====== Reading text

Understand data and systems deeply enough to govern them. You do not need to be a data scientist. You do need to understand what data is being used, what it is being used for, and what it cannot tell you. The marketer who can interrogate an AI system’s outputs with informed scepticism is considerably more valuable than the one who accepts them uncritically.
Build and maintain your professional reputation in public. AI can generate content. It cannot generate your perspective, your credibility, or your relationships. Thought leadership built on genuine expertise and visible over time is a form of professional capital that AI cannot replicate and cannot replace.
Commit to continuous learning as a non-negotiable. This is not a skills gap you close once and move on. The landscape is shifting continuously. The marketing professional who does not build structured learning into their practice – not occasional CPD, but regular, serious engagement with how the field is changing – will find themselves managing obsolescence rather than opportunity.
The leadership question
For senior marketers – CMOs, Marketing Directors, agency heads, consultancy partners – the question is not whether AI transforms the profession. It does. The question is what kind of leaders we intend to be during that transformation.
I believe three principles should govern how marketing leaders approach this moment.
The first is governance before scale. Before expanding AI capability across a team or organisation, build the ethical and operational framework within which it will operate. Define what AI-generated content requires human review. Define what data can and cannot be fed into which systems. Define accountability. This is not caution for its own sake. It is leadership.
The second is contribution beyond efficiency. The temptation when AI reduces the cost of content production is to produce more content. Resist it. The question is not how much marketing you can now create – it is how much value that marketing creates. Measure contribution, not volume. Reward thinking, not throughput.
The third is epistemic discipline. In a market flooded with AI-generated content, AI-inflated claims, and AI-assisted hype, the ability to distinguish signal from noise becomes a competitive advantage. Marketing leaders who develop and model this discipline – who ask harder questions, demand better evidence, and maintain genuine scepticism – will make better decisions and build stronger organisations.

============
====== Exercise data

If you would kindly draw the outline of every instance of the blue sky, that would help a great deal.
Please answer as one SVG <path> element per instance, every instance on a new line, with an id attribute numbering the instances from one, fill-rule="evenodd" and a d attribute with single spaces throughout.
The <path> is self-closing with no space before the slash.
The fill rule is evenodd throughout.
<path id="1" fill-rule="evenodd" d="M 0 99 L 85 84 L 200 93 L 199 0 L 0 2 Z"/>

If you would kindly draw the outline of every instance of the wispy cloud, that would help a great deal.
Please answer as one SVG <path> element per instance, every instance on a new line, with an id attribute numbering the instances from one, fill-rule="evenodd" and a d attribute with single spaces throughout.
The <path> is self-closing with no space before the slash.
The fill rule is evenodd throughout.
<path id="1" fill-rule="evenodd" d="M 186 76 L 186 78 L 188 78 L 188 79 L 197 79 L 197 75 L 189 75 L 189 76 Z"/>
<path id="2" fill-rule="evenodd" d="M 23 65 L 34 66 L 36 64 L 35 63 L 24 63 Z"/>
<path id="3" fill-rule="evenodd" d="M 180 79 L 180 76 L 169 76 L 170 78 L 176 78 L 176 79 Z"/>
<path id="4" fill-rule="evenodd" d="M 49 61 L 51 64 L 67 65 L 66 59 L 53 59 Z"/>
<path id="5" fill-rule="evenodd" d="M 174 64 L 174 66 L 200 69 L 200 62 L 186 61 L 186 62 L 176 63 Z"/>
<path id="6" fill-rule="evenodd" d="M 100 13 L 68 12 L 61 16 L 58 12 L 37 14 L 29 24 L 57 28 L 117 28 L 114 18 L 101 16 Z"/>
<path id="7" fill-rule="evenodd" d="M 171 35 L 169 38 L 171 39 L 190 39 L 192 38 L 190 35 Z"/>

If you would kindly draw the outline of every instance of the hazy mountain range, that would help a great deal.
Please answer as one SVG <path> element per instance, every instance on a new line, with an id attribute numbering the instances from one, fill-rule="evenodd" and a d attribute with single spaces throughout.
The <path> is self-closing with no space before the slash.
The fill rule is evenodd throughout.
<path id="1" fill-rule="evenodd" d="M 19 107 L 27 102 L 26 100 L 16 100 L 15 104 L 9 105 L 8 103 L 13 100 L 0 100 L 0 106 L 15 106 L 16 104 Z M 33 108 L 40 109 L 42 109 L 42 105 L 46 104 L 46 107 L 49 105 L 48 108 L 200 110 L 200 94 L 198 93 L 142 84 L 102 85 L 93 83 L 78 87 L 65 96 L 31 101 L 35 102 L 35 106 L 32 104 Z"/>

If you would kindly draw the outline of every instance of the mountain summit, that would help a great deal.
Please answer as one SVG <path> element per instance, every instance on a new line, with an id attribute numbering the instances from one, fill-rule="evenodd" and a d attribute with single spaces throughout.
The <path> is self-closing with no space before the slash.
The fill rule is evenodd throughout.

============
====== Exercise data

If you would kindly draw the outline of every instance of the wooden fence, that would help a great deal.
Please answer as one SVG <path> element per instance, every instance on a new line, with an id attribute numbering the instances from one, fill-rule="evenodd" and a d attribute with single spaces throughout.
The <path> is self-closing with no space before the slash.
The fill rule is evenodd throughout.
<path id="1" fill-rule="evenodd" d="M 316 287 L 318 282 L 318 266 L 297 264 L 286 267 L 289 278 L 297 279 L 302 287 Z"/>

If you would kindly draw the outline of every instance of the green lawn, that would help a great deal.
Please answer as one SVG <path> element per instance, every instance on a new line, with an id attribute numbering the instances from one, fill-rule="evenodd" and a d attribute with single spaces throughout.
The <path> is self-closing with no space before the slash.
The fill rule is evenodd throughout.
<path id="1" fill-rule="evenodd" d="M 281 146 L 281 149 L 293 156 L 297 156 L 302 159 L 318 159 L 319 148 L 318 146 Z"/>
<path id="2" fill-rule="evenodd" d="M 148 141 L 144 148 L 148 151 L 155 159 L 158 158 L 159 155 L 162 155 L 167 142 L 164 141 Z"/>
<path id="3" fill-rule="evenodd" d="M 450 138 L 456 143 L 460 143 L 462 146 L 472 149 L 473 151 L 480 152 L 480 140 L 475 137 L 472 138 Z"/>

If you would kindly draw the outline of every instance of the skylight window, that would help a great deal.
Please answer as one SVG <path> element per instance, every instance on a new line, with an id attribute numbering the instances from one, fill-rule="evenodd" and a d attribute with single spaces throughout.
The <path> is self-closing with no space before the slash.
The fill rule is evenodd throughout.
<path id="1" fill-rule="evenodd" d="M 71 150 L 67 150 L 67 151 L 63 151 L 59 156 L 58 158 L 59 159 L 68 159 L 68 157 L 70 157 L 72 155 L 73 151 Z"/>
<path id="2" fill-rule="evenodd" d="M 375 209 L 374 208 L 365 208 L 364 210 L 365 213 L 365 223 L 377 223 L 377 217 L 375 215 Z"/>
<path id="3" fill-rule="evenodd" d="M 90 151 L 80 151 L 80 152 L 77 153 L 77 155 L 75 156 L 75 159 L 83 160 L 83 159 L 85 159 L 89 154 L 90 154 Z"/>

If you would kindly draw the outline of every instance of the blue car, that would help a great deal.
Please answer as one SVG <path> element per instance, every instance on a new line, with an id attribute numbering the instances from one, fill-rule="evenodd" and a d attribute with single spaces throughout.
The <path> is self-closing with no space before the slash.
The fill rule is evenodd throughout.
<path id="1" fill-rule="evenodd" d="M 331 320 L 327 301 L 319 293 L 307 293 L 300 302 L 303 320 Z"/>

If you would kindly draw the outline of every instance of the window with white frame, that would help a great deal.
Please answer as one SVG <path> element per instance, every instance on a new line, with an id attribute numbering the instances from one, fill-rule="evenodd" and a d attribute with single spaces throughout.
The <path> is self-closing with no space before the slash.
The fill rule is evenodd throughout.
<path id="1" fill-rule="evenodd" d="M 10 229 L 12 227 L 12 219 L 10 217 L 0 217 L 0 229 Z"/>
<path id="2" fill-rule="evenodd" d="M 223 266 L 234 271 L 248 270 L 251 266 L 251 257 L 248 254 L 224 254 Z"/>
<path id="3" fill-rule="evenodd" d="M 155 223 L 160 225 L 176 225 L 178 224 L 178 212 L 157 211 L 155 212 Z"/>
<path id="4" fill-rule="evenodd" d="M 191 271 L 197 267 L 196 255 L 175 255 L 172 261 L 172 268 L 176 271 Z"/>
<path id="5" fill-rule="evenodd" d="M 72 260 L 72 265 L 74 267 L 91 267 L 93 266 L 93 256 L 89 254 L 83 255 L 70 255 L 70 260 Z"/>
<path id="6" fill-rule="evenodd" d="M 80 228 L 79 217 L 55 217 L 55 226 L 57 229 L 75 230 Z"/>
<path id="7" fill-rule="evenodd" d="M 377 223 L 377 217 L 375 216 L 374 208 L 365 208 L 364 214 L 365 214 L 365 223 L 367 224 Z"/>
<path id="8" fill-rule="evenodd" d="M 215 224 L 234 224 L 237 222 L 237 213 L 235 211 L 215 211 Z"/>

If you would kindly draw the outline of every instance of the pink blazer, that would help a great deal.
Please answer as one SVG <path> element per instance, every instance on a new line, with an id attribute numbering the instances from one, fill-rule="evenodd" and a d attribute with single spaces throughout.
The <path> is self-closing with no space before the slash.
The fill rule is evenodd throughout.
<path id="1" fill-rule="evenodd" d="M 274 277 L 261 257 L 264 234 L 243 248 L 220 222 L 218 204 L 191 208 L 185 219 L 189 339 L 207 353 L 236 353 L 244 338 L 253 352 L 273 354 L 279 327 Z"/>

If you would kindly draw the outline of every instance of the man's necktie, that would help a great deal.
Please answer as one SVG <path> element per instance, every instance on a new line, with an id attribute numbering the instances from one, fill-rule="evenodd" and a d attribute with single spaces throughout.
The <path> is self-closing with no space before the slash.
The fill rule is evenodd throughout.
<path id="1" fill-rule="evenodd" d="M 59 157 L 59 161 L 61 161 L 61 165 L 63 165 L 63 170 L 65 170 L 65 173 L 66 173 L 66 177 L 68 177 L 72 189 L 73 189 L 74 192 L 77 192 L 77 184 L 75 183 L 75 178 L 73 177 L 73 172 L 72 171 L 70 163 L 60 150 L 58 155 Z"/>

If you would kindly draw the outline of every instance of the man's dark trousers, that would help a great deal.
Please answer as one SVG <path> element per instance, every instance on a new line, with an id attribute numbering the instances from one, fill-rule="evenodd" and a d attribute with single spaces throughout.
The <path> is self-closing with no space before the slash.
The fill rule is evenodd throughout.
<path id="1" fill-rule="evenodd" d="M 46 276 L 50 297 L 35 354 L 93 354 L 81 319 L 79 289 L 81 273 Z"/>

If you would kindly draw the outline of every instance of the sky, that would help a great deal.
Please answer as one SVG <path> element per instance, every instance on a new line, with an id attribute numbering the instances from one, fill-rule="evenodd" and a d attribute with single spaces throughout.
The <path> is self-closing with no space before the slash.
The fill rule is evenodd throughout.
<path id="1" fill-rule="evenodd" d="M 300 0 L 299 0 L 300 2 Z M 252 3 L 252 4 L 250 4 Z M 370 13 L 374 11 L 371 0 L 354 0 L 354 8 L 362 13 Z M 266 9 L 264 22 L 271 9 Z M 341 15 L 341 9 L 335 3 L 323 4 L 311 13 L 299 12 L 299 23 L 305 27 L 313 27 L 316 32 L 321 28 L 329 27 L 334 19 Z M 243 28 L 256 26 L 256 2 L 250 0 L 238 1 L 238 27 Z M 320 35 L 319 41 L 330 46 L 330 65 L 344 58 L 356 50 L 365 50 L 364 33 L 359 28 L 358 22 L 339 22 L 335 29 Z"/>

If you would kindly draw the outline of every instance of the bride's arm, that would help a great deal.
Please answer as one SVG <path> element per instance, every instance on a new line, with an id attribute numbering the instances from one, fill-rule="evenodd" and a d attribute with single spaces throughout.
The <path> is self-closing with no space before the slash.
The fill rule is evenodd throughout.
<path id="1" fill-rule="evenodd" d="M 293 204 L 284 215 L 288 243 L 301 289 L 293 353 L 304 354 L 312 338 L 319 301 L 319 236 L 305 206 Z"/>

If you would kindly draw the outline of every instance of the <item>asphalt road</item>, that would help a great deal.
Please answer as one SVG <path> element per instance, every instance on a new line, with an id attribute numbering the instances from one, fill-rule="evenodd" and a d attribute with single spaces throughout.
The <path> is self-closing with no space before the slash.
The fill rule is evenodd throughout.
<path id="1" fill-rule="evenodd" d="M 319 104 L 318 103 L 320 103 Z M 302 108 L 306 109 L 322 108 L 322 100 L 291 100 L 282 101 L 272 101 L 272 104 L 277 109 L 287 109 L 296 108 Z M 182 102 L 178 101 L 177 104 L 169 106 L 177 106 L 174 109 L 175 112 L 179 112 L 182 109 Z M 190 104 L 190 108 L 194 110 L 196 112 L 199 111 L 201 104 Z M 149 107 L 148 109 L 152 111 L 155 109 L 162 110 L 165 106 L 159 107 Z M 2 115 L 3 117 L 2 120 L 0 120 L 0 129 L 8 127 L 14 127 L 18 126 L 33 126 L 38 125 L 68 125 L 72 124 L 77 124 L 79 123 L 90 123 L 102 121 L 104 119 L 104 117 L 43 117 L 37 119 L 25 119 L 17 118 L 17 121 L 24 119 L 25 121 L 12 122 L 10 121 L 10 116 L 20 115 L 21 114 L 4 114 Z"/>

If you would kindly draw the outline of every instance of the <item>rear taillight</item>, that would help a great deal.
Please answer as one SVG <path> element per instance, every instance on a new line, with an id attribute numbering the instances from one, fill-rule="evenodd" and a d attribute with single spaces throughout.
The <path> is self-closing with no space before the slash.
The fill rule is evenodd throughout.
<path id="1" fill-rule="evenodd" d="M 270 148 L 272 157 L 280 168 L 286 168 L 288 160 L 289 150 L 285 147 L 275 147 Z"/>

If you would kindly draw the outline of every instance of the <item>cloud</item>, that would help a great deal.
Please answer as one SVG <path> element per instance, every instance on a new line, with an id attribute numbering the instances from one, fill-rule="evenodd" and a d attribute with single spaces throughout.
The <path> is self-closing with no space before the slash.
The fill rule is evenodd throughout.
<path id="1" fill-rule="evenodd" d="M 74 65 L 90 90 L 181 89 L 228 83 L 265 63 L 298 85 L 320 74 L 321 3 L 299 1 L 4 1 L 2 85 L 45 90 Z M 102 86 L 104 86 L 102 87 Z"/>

============
====== Exercise data

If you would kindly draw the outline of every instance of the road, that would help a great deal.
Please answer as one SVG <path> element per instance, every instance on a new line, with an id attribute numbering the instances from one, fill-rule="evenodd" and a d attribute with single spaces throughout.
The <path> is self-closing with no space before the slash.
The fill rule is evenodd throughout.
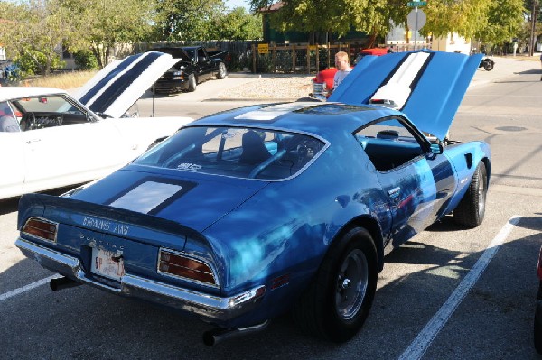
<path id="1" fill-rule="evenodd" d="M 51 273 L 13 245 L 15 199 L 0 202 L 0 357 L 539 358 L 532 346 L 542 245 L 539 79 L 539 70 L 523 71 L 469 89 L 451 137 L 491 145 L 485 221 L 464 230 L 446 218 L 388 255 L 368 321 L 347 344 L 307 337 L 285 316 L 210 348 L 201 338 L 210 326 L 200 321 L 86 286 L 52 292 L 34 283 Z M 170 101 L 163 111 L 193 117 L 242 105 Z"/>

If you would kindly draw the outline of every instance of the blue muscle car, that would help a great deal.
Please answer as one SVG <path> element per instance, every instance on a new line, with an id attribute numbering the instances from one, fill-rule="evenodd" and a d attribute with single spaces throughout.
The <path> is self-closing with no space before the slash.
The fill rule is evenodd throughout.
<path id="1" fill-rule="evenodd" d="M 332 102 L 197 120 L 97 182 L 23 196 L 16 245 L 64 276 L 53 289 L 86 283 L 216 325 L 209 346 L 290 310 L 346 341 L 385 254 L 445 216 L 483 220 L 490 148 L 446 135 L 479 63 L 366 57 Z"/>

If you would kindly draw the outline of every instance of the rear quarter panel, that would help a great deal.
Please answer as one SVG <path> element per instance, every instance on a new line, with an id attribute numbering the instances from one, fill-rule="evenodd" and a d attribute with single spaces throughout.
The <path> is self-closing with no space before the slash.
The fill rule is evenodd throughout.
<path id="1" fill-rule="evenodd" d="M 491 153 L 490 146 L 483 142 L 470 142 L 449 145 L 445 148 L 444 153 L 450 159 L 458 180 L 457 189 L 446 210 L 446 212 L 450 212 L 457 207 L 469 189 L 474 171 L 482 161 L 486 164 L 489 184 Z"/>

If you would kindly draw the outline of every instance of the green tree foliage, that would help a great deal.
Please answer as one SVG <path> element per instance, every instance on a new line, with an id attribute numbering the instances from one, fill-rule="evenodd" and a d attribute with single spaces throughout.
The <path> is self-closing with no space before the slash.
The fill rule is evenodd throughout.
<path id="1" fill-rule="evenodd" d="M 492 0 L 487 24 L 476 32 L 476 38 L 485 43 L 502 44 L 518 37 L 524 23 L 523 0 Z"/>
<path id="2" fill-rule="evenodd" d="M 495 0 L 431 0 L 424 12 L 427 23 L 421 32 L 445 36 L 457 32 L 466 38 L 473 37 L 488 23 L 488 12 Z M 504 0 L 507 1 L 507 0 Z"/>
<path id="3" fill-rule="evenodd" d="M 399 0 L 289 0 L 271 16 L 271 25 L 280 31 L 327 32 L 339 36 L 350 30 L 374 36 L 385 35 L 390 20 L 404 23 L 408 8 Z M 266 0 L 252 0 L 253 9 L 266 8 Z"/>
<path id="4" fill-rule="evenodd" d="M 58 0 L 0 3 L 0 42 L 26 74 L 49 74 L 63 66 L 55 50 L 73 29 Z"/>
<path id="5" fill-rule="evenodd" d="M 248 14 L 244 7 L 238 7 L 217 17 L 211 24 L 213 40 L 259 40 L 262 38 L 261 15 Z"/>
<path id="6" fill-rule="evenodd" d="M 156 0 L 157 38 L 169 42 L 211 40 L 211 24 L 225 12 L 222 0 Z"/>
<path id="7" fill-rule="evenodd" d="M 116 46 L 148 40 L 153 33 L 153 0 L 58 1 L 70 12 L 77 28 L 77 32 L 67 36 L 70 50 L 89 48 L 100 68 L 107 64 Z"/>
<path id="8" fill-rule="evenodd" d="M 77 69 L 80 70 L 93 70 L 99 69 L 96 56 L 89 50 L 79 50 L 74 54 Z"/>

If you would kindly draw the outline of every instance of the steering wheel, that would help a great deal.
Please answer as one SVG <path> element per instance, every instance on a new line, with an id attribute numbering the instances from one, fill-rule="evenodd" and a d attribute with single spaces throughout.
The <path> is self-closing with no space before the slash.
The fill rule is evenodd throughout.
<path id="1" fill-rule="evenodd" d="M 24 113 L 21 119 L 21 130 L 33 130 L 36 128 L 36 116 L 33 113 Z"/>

============

**Task set:**
1 - Write out the passage on AI and marketing leadership between "The first is" and "thinking, not throughput.", inclusive.
2 - Which principles does the passage on AI and marketing leadership say should govern how marketing leaders approach this moment?
3 - Extend the passage on AI and marketing leadership, picking up after its final sentence.

**Task answers:**
1 -
The first is governance before scale. Before expanding AI capability across a team or organisation, build the ethical and operational framework within which it will operate. Define what AI-generated content requires human review. Define what data can and cannot be fed into which systems. Define accountability. This is not caution for its own sake. It is leadership.
The second is contribution beyond efficiency. The temptation when AI reduces the cost of content production is to produce more content. Resist it. The question is not how much marketing you can now create – it is how much value that marketing creates. Measure contribution, not volume. Reward thinking, not throughput.

2 -
Governance before scale
Contribution beyond efficiency
Epistemic discipline

3 -
Back to the shadows
I began with a phrase that I want to return to now, directly.
They are birthing gods in shadows. In laboratory conditions. Under investor pressure. Inside a competitive dynamic that makes slowing down feel existentially dangerous.
Those gods – the AI systems that are becoming more capable by the month – are not arriving at marketing from outside. They are already inside the briefing room. Already in the content management system. Already in the campaign dashboard.
The marketing profession has always been, at its best, a discipline of human insight applied to human behaviour. The best work I have seen in my forty-plus years has always come from people who understood something true about other people and found a way to say it.
That capacity – to understand, to empathise, to judge, to lead – is not yet automatable. But the conditions in which it can be developed and exercised are being quietly eroded by a profession that is scaling speed faster than it is protecting wisdom.
The gods being birthed in those shadows will be as powerful as we allow them to be. How marketing organises itself, reskills itself, governs itself and leads itself in the next five years will determine whether those gods serve the profession or simply replace it. That is not a technical question. It is a leadership one.